• **L'esercizio**:
Stabilisci se ciascuna delle tre affermazioni seguenti concorda con il testo sull'autobiografia di Miranda Martino. Rispondi sì o no e cita alla lettera le parole del testo che lo decidono.
1. Il giovane che si offrì di riaccompagnarla a casa era stato incontrato sul tram numero 28.
2. Dopo aver saputo della violenza, i genitori la confortarono.
3. Miranda firmò un contratto con la Rai dopo alcuni provini.

• **Testo da leggere**:
══════

Il libro si intitola Caduta in un gorgo di torbide passioni – L’autobiografia di una diva della canzone italiana. Leggerlo non può lasciare indifferenti, perché nel racconto che va dall’infanzia in una famiglia tradizionale, passata a girovagare per l’Italia cercando oasi di pace in un periodo in cui cadevano le bombe del secondo conflitto mondiale, fino agli inizi della carriera e poi ancora con l’affermazione e l’evoluzione di un’attività artistica che spazia dalla musica leggera alla prosa impegnata, dalla radio alla tv, dagli spettacoli alle canzoni napoletane, dalla scrittura di testi per libri e inchieste fino alla direzione di un teatro a Roma. Una curiosa alternanza tra la donna forte e risoluta che si ribella al sistema e l’altra più debole, malinconica e inquieta. Spesso sola. “La mia voglia è fare i conti con me stessa – racconta la Martino – e far partecipi gli altri dei miei errori, vizi e lati oscuri”. E poi: “Le rabbie, le vergogne, ora che sono matura, sono mature anch’esse e le voglio analizzare anche a costo di farmi male”.
Nel racconto dell’Italia che tenta di rialzarsi dopo la devastazione di una guerra (subita e non compresa) a un tratto appare la violenza. La più abietta: quella sessuale. Due momenti distinti, accomunati dal dolore e dalla rabbia. Dall’umiliazione e dalla vergogna. Nella prima circostanza, poco più di una ragazzina, va incontro al martirio senza accorgersene. Un giovane incontrato sul tram numero 28 a Piazza Cavour si offre di riaccompagnarla a casa e… “Il ragazzo che avevo appena conosciuto diventò un’altra persona, cambiò completamente faccia, sembrava una bestia, il viso contratto, gli occhi fissi su di me, minacciosi. Io non riuscivo a reagire, dalla gola non mi usciva alcun suono, mi sentivo impotente e senza scampo, e il ballatoio di quel quarto piano divenne il palcoscenico di uno stupro”. Dopo pochi minuti, nel raccontare la violenza ai genitori, ecco l’altra tragedia. “Avrei avuto bisogno di conforto e invece non dissero una parola, nel loro sguardo c’erano solo durezza e rimproveri, e io mi sentii infelice e colpevole”.
Passano alcuni anni e Miranda non è più una sconosciuta. Comincia a farsi apprezzare nel mondo dello spettacolo e, dopo alcuni provini, firma un contratto con la Rai. Per motivi di lavoro entra in contatto con il maestro Bruno Canfora, in quegli anni uomo molto potente della Rai nonché direttore d’orchestra, compositore, arrangiatore e autore di molte canzoni di successo. “Fu un colpo di fulmine, ma un colpo a tradimento, una violenza sconvolgente, per quanto squallida, si abbatté su di me. Amavo il maestro che mi aveva insegnato a cantare, a muovermi in mezzo a tutti gli ostacoli, che nell’amore mi aveva fatto conoscere l’estasi, ma lui, proprio lui, mi inflisse una pugnalata”.

══════

• **Dati estratti**:
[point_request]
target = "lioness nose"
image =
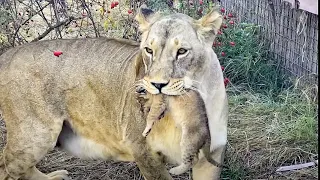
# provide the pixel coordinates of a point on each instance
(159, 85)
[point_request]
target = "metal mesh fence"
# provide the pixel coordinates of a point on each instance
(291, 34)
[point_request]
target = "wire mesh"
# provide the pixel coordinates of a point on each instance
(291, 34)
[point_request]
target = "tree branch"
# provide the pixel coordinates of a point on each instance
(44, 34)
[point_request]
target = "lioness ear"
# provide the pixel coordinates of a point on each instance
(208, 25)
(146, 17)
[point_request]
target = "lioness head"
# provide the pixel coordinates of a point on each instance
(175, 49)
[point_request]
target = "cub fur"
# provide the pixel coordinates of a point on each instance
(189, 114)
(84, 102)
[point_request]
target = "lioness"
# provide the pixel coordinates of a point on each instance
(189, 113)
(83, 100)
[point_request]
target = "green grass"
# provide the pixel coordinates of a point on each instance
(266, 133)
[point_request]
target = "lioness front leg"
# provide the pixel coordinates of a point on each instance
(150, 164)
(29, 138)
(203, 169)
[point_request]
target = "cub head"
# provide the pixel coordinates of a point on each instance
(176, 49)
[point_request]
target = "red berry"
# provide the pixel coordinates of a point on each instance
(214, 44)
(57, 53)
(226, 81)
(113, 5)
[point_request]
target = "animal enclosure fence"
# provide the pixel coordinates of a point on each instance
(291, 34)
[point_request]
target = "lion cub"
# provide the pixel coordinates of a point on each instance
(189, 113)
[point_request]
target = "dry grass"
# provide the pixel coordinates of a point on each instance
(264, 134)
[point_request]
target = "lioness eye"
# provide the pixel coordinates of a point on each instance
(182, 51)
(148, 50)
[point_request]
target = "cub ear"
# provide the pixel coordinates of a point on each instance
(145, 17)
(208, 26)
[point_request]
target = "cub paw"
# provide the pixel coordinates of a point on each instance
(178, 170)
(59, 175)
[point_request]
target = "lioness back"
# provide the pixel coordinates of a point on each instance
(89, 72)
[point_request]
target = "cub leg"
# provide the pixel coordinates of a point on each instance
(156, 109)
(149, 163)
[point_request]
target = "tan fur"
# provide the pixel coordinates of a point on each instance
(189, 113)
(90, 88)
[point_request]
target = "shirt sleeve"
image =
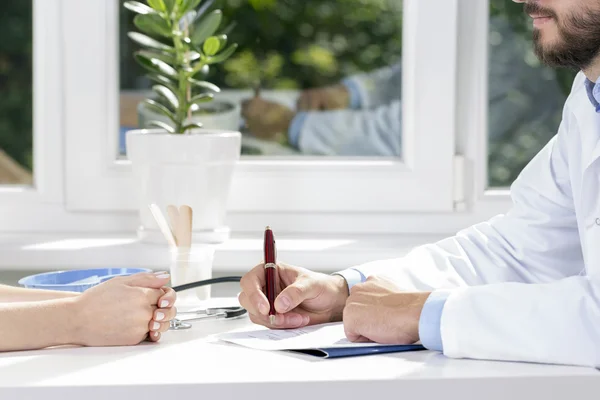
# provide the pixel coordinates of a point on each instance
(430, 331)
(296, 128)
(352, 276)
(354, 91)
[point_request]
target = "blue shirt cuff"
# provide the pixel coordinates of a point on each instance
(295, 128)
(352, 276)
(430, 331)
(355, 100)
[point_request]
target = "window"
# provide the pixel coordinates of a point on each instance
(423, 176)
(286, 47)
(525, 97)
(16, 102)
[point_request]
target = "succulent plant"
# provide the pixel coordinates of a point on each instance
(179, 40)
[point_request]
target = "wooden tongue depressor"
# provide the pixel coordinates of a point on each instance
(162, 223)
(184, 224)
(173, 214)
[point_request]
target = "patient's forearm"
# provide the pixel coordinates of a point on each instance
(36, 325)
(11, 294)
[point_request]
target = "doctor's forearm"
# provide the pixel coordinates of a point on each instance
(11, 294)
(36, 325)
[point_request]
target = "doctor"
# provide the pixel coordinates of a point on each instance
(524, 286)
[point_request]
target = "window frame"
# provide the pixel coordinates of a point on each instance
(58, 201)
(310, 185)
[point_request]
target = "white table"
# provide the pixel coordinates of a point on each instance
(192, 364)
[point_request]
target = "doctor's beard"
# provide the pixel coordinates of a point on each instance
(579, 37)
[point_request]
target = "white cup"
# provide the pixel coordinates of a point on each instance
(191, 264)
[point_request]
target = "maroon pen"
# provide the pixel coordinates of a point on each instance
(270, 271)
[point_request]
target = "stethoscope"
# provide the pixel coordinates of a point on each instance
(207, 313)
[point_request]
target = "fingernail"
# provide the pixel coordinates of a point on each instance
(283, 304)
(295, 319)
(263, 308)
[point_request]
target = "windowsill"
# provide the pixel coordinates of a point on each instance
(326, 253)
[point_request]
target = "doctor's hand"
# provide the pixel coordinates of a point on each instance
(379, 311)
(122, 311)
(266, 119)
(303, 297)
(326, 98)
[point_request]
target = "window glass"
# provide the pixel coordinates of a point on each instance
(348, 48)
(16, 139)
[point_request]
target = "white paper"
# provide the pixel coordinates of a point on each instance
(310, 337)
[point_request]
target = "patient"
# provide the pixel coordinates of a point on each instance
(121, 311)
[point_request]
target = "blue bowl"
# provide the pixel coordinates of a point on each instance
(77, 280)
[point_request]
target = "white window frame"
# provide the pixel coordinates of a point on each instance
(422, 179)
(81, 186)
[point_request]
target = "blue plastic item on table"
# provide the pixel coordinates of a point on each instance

══════

• **Risultato dell'esercizio**:
1. Sì: «Un giovane incontrato sul tram numero 28 a Piazza Cavour si offre di riaccompagnarla a casa»
2. No: «Avrei avuto bisogno di conforto e invece non dissero una parola»
3. Sì: «dopo alcuni provini, firma un contratto con la Rai»